Gallery Pangolin is proud to host this exhibition of Jonathan Kingdon’s drawings, prints and sculpture which marks the publication earlier this year of ‘Mammals of Africa’, a series of six volumes describing in detail every currently recognized species of African land mammal.
A limited number of original drawings from ‘Mammals of Africa’ and the ‘Field Guide to African Mammals’ will be included in the exhibition together with eighteen colour prints, of which three have been newly published by the gallery.
’Art in science, the science of art, and the art of science: say these words to informed biologists worldwide, and with one voice they will acclaim: Jonathan Kingdon.’ - David W. Macdonald CBE, Professor of Wildlife Conservation, University of Oxford
‘A noteworthy successor of Leonardo, Durer and our own Stubbs.’ - Sir Julian Huxley
‘The spirit of Aristotle and Leonardo hovers over this extraordinary work.’ - The Sunday Times
Jonathan Kingdon was born and grew up in Tanzania and lived and worked in East Africa for many years. He is currently based in Rome and Oxford.
“Jonathan is a truly great artist but he is also a consummate craftsman and a leading scientist. He combines an ability to observe nature that rivals Darwin’s; a talent to portray what he sees in strokes that Durer would envy; a capacity to abstract the essentials from an image that approaches Picasso; and on top of all these, a scientific understanding that is all his own.” - Matt Ridley
Bridging both arts and sciences, the span of his work is extraordinary, ranging from exquisite draftsmanship to sculpture and painting and the writing of pioneering scientific books. Primarily a writer in the fields of zoology, anthropology and biogeography, he is probably best known for his magnum opus, East African Mammals, an atlas of evolution in Africa celebrated as a ‘Leonardo-like exploration of science with an artist’s eye’.
Kingdon’s paintings and sculpture often derive from elaborations of nature’s signals. The ways in which optical effects are elaborated by fish, birds or monkeys have been fruitful sources of imagery in his work as well as providing him with a unique cross-over between his prime interests in the two disciplines.

※ ※ ※

» What is being asked: According to the exhibition announcement, how many prints are included in the exhibition, and how many of them has the gallery newly published?

» Provided material:
※ ※ ※

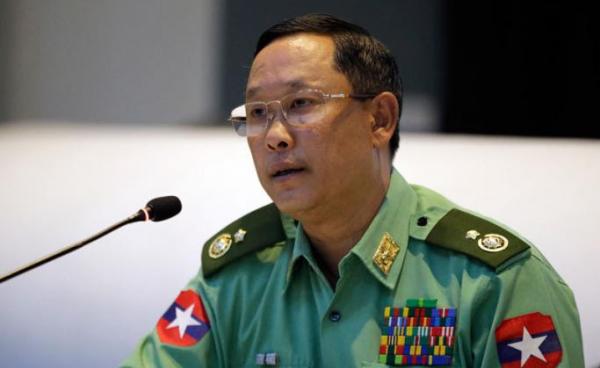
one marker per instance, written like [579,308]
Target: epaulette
[252,232]
[472,235]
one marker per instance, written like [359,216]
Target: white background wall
[134,61]
[62,183]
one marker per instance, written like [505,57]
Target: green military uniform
[427,284]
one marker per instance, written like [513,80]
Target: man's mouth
[286,172]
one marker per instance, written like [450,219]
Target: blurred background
[106,104]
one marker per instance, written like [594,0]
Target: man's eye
[258,112]
[300,103]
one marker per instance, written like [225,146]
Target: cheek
[255,150]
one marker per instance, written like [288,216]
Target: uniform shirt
[444,300]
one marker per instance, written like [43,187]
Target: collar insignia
[386,253]
[239,235]
[220,246]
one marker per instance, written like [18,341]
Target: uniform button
[335,316]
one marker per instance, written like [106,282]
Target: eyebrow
[291,85]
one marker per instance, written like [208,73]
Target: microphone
[158,209]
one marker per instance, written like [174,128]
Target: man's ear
[385,110]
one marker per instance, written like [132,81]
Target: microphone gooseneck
[158,209]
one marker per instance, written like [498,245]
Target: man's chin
[291,203]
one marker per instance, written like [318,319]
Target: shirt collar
[392,218]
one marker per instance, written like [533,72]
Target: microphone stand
[138,216]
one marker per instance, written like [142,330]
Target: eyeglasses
[300,108]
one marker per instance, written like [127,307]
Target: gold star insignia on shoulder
[239,235]
[386,253]
[472,234]
[220,246]
[493,243]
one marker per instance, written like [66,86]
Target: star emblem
[239,235]
[529,346]
[183,319]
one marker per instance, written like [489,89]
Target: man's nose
[278,136]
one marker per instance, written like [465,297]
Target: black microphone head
[163,208]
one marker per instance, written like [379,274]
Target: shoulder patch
[476,237]
[252,232]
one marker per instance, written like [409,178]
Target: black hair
[366,62]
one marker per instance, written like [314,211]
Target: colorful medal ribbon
[418,334]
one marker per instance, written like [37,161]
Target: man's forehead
[297,61]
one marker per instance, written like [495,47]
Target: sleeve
[182,337]
[533,318]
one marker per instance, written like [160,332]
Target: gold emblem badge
[472,234]
[239,235]
[386,253]
[493,243]
[220,246]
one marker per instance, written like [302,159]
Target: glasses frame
[238,115]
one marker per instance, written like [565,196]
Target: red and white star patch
[185,322]
[528,341]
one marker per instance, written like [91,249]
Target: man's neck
[335,230]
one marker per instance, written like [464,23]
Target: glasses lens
[238,120]
[303,107]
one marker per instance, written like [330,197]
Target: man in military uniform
[351,266]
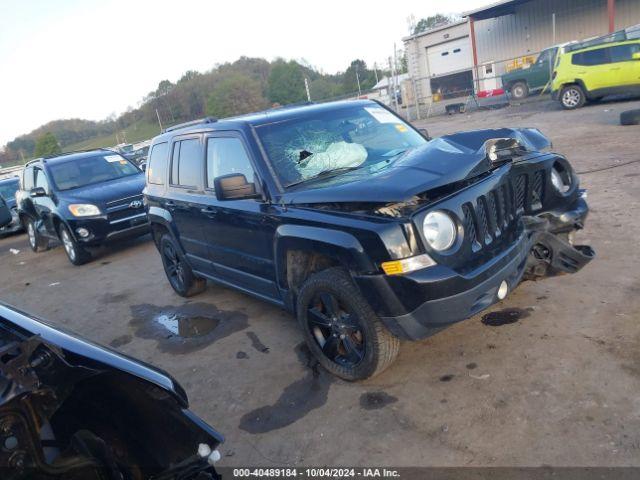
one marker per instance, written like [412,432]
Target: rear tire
[76,254]
[630,117]
[572,97]
[519,90]
[179,273]
[37,242]
[341,329]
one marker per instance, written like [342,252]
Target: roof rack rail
[629,33]
[45,157]
[188,124]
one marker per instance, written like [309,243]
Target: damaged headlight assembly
[561,179]
[439,230]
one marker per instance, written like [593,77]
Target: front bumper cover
[102,231]
[421,303]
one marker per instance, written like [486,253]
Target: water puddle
[504,317]
[185,328]
[296,400]
[376,400]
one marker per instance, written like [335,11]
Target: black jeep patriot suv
[84,199]
[349,217]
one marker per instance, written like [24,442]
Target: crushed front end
[513,221]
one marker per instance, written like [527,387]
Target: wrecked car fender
[336,244]
[161,216]
[103,358]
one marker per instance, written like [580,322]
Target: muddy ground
[557,384]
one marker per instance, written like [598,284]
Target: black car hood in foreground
[78,411]
[107,191]
[444,160]
[97,357]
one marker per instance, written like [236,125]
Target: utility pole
[159,122]
[306,86]
[392,86]
[395,67]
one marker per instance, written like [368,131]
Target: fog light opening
[83,232]
[503,289]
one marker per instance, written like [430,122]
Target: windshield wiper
[323,174]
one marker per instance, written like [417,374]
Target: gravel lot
[558,387]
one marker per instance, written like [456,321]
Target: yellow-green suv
[592,72]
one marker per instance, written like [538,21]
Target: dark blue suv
[356,222]
[83,199]
[8,189]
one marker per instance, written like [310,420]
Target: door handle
[209,211]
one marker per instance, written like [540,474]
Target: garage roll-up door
[449,57]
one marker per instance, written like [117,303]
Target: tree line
[246,85]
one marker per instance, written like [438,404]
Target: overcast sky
[89,58]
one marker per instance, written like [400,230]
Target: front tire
[37,242]
[341,329]
[75,253]
[572,97]
[519,91]
[179,273]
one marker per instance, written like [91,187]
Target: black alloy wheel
[178,271]
[340,327]
[336,330]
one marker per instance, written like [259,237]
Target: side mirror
[234,186]
[38,192]
[424,133]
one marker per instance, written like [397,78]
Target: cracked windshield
[329,143]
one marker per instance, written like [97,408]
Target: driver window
[41,180]
[543,57]
[227,155]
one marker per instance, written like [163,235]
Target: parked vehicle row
[342,213]
[577,72]
[349,218]
[82,199]
[8,189]
[592,70]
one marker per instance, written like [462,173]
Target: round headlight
[439,230]
[561,181]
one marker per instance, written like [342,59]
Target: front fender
[336,244]
[162,217]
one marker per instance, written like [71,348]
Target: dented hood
[443,160]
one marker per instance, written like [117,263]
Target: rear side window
[227,155]
[157,165]
[186,165]
[27,178]
[592,57]
[623,53]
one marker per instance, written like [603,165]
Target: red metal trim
[611,10]
[473,41]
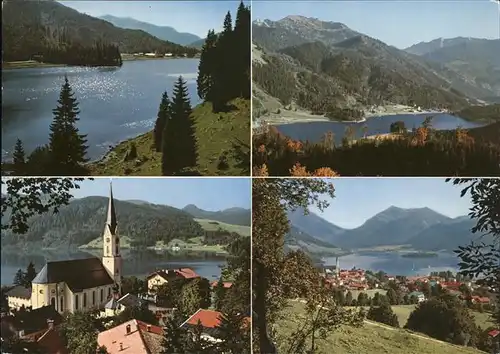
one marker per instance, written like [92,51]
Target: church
[82,284]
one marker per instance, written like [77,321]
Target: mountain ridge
[30,27]
[422,229]
[166,33]
[83,219]
[234,215]
[351,70]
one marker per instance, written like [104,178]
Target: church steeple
[111,258]
[111,219]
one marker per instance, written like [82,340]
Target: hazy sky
[206,193]
[397,23]
[196,17]
[358,199]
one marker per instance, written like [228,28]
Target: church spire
[111,219]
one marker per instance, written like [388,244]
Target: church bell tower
[112,259]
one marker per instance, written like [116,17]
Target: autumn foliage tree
[422,152]
[276,276]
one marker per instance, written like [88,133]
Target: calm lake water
[134,263]
[115,103]
[392,263]
[314,131]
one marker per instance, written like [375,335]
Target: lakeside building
[79,284]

※ ※ ※

» Exercise response: Eighteen prints are included, and the gallery has newly published three of them.